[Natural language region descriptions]
==========

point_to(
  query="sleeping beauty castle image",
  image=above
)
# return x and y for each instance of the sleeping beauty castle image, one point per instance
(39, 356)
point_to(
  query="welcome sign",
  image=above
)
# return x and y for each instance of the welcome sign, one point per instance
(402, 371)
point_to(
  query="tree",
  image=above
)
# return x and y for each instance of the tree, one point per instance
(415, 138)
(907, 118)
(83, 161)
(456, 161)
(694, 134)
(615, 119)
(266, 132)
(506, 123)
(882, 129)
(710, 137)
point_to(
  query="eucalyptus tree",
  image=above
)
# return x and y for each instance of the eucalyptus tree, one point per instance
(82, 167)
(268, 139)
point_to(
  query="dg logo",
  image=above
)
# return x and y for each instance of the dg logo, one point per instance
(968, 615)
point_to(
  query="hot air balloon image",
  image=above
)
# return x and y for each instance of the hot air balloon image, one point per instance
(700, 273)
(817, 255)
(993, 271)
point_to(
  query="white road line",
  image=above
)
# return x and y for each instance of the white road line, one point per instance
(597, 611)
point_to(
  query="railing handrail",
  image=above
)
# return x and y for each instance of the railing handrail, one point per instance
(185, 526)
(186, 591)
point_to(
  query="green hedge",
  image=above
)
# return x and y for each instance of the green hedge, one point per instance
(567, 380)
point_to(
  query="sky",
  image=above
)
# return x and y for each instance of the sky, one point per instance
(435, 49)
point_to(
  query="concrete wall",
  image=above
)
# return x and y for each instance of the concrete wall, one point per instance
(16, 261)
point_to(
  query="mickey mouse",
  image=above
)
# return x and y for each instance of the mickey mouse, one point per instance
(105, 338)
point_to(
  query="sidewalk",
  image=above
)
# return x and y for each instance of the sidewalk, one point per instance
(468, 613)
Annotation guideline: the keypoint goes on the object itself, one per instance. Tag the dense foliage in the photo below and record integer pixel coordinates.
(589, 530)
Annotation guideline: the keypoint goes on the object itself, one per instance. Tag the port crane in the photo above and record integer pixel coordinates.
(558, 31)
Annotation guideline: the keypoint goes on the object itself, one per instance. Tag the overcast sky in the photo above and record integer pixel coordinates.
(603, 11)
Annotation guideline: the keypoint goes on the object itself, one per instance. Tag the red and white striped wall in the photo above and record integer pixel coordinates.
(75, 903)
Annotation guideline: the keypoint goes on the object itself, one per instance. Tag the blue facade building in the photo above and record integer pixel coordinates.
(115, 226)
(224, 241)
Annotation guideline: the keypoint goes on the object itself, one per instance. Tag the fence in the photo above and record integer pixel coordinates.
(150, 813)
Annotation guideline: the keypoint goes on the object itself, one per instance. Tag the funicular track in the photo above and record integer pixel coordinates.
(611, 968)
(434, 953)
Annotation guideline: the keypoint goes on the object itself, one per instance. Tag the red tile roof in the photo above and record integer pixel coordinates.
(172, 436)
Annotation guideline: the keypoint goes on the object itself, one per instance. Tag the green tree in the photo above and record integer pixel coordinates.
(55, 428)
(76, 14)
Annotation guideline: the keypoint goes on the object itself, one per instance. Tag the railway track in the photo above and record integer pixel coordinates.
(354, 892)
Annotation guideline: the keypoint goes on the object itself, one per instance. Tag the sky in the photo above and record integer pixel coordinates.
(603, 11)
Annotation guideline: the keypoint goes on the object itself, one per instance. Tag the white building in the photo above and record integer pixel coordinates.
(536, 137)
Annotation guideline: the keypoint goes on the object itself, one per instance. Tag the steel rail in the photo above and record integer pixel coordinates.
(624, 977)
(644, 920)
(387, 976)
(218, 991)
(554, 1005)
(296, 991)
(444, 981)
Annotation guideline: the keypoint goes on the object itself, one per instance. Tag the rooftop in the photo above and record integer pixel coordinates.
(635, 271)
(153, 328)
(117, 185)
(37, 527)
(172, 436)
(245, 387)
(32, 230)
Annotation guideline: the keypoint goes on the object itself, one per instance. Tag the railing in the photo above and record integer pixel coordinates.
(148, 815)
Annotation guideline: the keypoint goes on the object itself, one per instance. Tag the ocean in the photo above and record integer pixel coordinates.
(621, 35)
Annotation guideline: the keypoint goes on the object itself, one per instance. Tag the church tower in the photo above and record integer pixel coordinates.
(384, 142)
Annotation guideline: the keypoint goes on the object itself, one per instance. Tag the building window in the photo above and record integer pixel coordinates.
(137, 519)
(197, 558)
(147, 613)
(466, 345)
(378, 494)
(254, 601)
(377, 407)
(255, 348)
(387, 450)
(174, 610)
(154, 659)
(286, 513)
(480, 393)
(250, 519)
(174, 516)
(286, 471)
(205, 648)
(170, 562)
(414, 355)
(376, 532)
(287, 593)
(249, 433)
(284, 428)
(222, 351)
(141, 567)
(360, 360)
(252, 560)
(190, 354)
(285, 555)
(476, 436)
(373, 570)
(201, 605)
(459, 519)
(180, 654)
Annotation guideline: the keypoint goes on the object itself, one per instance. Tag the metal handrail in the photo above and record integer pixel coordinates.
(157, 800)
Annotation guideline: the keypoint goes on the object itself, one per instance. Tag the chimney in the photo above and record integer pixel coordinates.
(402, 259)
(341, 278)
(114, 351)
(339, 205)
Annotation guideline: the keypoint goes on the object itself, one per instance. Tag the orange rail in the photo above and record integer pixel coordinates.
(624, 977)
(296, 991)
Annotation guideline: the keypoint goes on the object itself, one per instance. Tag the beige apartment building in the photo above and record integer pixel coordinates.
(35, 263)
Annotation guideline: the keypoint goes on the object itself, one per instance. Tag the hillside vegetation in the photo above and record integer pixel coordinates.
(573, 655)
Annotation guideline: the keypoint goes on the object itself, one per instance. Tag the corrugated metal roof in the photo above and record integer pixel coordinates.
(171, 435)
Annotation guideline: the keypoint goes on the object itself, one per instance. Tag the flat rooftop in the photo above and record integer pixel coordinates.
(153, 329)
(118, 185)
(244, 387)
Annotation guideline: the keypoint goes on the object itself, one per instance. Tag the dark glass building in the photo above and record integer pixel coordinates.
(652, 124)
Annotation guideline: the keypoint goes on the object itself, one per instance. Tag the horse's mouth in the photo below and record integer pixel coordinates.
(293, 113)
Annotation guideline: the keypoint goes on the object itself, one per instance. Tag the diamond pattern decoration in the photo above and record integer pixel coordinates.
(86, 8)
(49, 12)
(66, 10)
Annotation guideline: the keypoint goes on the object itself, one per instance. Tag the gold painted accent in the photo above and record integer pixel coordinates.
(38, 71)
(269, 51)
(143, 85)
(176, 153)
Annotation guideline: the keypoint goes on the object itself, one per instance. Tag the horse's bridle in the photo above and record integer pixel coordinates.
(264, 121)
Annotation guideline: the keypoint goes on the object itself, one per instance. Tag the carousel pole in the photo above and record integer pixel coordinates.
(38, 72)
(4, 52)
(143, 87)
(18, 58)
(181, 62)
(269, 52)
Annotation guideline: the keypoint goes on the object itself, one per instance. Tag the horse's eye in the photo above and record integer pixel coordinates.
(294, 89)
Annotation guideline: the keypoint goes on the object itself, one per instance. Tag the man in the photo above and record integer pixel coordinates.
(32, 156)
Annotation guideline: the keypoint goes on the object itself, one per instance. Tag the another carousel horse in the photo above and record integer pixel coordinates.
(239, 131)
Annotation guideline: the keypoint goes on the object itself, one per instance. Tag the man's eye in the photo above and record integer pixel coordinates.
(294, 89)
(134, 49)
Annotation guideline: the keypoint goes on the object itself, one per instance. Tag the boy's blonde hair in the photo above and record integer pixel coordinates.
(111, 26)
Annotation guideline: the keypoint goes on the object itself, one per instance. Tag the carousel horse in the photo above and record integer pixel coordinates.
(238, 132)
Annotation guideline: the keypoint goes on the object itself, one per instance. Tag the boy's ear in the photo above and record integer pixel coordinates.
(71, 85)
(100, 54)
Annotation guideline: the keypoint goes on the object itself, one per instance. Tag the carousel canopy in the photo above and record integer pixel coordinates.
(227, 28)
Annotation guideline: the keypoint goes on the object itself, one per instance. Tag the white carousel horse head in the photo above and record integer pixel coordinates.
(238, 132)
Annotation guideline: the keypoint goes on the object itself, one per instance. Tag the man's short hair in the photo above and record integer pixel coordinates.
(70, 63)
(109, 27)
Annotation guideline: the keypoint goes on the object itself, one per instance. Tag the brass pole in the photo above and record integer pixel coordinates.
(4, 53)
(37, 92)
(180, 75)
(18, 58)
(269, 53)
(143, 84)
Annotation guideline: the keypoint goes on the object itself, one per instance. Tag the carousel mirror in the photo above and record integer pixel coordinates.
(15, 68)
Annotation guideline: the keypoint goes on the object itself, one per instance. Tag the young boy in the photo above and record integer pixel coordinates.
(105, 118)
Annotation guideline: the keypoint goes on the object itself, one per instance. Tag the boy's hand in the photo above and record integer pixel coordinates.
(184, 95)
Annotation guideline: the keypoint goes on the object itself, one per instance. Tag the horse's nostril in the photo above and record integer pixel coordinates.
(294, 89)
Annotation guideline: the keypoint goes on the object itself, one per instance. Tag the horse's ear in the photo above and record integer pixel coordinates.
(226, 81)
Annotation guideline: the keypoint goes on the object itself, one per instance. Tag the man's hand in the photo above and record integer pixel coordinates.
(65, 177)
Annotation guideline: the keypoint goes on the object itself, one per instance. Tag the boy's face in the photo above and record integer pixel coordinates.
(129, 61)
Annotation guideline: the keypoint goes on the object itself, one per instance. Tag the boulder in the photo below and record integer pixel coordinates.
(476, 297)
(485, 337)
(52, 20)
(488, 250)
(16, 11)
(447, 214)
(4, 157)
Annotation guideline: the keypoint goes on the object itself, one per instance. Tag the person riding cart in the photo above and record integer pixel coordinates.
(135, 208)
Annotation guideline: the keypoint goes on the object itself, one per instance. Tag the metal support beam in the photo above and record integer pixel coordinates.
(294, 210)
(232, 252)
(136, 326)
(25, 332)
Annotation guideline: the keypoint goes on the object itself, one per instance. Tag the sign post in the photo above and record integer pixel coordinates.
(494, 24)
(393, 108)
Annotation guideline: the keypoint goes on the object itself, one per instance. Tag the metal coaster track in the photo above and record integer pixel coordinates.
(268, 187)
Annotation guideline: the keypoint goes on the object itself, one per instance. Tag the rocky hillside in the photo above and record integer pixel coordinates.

==========

**Problem statement**:
Beginning at the line that holds "the metal coaster", reproduce the lines exactly up to and including the final line of the entries.

**Written answer**:
Annotation guideline: the keypoint goes on the object itself, one per instance. Tag the metal coaster track in the photo above and record integer pixel coordinates.
(268, 187)
Annotation guideline: the keypoint goes on the object itself, one per instance. Tag the rocky hillside in the photo above and record integer pixel coordinates.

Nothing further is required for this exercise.